O sonho de ganhar dinheiro, a vergonha das meninas que precisam se prostituir e o medo dos chefes das quadrilhas são os principais obstáculos à formulação de estatísticas oficiais. Quem vai perde o contato com as famílias. Quando conseguem voltar, não querem denunciar por vergonha e também por medo de sofrer represálias dos integrantes do esquema no Brasil. O caso mais lembrado pelas vítimas é o de Letícia Peres, assassinada a tiros em Brasília depois de contar para a polícia detalhes do esquema de tráfico de pessoas na Espanha. “A ausência dos registros é normal. Elas temem aparecer como vítima ou como prostituta. Por isso, preferem o silêncio. Diante disso, o poder público, que já enfrenta inúmeras dificuldades, tem mais um obstáculo”, diz Ângelo. “O problema é que sem cooperação entre as autoridades policiais e o Executivo dos países da América do Sul é impossível desarticular essas quadrilhas de traficantes”, completa Bo Mathiessen, diretor do Escritório das Nações Unidas sobre Drogas e Crime (Unodc) para Brasil e Cone Sul.
No Congresso, uma Comissão Parlamentar de Inquérito do Senado tenta dar um norte para as políticas de combate ao tráfico de pessoas. A tarefa é difícil. Até agora, as audiências e as investigações dos senadores se limitaram a concluir que existem esquemas milionários com tentáculos no Brasil, que a legislação nacional contribui para o aumento dos casos e que há falhas graves dos agentes públicos. “As investigações mostraram que São Paulo, o maior centro financeiro do País, ostenta o indigno título de maior polo receptor de tráfico para exploração sexual do País, principalmente quando se trata de vítimas homossexuais ou transexuais. Entretanto, apenas dez inquéritos foram abertos no Estado no ano passado”, ressalta a presidente da CPI, senadora Vanessa Grazziotin (PCdoB-AM).
• • • •
INSTRUÇÕES DA ATIVIDADE:
[1] Responda, com base no texto sobre tráfico de pessoas:
(a) Quem foi assassinada a tiros em Brasília depois de contar à polícia detalhes do esquema?
(b) Quantos inquéritos foram abertos em São Paulo no ano passado, segundo a presidente da CPI?
(c) Que cargo ocupa Bo Mathiessen?
[2] Repita, sem nenhuma alteração, o trecho do texto sobre tráfico de pessoas que começa em "No Congresso, uma" e vai até "Vanessa Grazziotin (PCdoB-AM).".

Registros de anotação de detecção
• • • •
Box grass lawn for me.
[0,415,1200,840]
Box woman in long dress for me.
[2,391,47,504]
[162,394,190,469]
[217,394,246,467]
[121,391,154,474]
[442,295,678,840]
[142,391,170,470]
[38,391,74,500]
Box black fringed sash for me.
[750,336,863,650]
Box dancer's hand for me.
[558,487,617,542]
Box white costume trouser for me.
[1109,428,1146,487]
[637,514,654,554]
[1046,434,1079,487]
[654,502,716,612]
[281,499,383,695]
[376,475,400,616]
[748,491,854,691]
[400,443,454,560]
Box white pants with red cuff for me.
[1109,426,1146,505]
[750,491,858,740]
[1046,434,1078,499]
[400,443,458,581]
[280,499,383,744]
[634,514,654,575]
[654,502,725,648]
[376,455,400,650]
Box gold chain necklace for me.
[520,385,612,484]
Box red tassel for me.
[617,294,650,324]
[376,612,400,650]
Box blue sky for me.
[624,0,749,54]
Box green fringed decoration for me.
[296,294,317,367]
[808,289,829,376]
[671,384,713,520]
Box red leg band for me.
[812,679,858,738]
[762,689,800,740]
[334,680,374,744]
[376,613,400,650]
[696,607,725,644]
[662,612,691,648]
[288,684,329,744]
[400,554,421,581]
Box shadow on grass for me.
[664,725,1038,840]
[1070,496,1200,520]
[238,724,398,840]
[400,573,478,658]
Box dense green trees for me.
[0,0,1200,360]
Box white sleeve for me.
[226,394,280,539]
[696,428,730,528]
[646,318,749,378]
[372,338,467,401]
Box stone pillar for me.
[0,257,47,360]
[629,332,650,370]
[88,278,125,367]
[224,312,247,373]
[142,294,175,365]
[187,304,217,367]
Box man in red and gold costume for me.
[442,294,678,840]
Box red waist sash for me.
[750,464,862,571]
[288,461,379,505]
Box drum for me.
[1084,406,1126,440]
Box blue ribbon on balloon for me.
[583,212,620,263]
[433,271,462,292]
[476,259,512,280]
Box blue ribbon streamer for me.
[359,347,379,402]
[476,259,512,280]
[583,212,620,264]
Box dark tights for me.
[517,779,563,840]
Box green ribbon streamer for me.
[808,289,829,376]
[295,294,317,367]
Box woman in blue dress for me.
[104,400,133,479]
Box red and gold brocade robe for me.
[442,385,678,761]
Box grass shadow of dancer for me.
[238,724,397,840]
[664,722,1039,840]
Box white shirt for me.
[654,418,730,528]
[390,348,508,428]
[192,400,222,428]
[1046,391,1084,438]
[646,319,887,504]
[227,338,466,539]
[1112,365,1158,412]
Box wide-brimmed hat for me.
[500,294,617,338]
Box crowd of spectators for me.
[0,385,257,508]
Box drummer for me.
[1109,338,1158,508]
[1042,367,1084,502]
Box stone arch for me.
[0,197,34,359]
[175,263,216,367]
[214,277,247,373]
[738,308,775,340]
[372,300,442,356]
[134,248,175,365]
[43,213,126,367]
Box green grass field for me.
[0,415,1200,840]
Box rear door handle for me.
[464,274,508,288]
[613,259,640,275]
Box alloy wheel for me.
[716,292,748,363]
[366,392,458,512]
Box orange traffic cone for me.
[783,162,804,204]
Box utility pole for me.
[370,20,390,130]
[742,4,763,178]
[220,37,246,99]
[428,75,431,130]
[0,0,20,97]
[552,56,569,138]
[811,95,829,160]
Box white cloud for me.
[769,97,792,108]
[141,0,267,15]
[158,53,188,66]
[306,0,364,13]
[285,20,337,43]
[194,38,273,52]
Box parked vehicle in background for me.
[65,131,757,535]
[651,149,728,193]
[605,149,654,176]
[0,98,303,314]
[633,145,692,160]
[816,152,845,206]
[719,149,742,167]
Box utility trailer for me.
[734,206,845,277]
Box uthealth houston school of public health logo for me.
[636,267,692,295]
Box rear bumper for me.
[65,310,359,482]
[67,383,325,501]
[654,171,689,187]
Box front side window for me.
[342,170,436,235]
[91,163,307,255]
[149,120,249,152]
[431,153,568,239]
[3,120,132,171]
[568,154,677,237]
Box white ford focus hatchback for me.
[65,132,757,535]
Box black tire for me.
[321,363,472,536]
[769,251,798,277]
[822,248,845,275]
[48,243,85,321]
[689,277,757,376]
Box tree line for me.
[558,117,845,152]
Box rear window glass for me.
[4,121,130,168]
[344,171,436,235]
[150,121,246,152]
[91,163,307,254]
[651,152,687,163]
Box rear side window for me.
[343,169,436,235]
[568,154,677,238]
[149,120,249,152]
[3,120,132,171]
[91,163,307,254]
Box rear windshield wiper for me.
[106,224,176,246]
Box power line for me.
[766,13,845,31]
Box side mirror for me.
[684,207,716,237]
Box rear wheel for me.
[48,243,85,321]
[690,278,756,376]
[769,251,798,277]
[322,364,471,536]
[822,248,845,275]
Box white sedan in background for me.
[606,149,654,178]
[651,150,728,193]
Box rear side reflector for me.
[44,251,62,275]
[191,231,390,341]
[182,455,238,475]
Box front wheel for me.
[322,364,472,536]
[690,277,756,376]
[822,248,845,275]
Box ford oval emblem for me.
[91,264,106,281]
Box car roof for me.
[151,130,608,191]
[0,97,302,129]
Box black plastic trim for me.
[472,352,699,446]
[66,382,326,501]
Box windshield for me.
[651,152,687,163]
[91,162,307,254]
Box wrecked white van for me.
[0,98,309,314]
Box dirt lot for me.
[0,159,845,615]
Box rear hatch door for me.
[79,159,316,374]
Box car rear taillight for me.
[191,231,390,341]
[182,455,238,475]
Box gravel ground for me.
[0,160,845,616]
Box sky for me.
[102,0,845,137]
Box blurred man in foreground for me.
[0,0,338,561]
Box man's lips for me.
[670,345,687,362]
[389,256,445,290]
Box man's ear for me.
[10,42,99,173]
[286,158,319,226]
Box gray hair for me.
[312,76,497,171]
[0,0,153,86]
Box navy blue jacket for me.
• • • •
RESULTADOS DO EXERCÍCIO:
[1]
(a) Letícia Peres.
(b) Dez inquéritos.
(c) Diretor do Escritório das Nações Unidas sobre Drogas e Crime (Unodc) para Brasil e Cone Sul.

[2]
No Congresso, uma Comissão Parlamentar de Inquérito do Senado tenta dar um norte para as políticas de combate ao tráfico de pessoas. A tarefa é difícil. Até agora, as audiências e as investigações dos senadores se limitaram a concluir que existem esquemas milionários com tentáculos no Brasil, que a legislação nacional contribui para o aumento dos casos e que há falhas graves dos agentes públicos. “As investigações mostraram que São Paulo, o maior centro financeiro do País, ostenta o indigno título de maior polo receptor de tráfico para exploração sexual do País, principalmente quando se trata de vítimas homossexuais ou transexuais. Entretanto, apenas dez inquéritos foram abertos no Estado no ano passado”, ressalta a presidente da CPI, senadora Vanessa Grazziotin (PCdoB-AM).